INSTRUCTIONS TO FOLLOW:
Once the pictures are set aside, retype the remaining entries exactly.

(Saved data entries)

----

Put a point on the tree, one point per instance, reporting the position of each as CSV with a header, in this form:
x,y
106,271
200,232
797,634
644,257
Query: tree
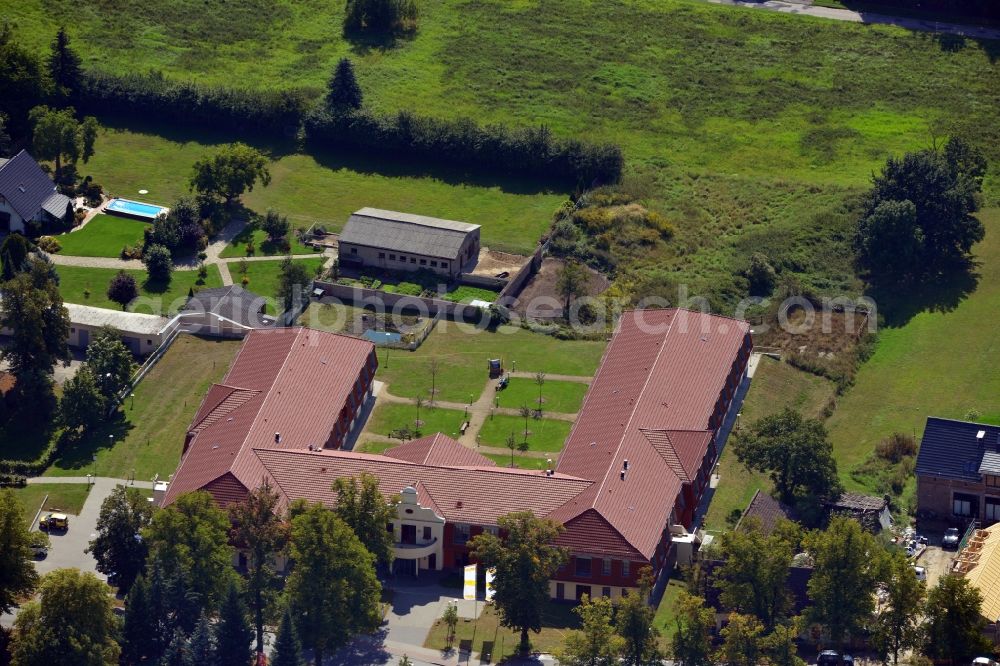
x,y
847,567
524,560
57,135
362,506
897,625
82,405
293,284
118,546
955,622
595,643
189,538
286,644
158,262
234,169
634,622
258,528
71,623
692,642
343,92
64,66
754,572
796,453
17,572
332,590
925,202
276,227
122,289
233,633
571,281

----

ANSWER BOX:
Put a point on the tree, one point per instance, reporting the position of each as CSV with a header, in this form:
x,y
106,271
200,232
797,634
644,257
Query: tree
x,y
847,567
524,560
57,135
362,506
897,625
82,405
293,284
118,546
955,622
595,643
189,538
286,644
158,262
234,169
634,622
258,528
71,623
692,642
343,92
64,66
754,572
796,453
17,572
332,590
925,202
276,227
122,289
233,633
571,281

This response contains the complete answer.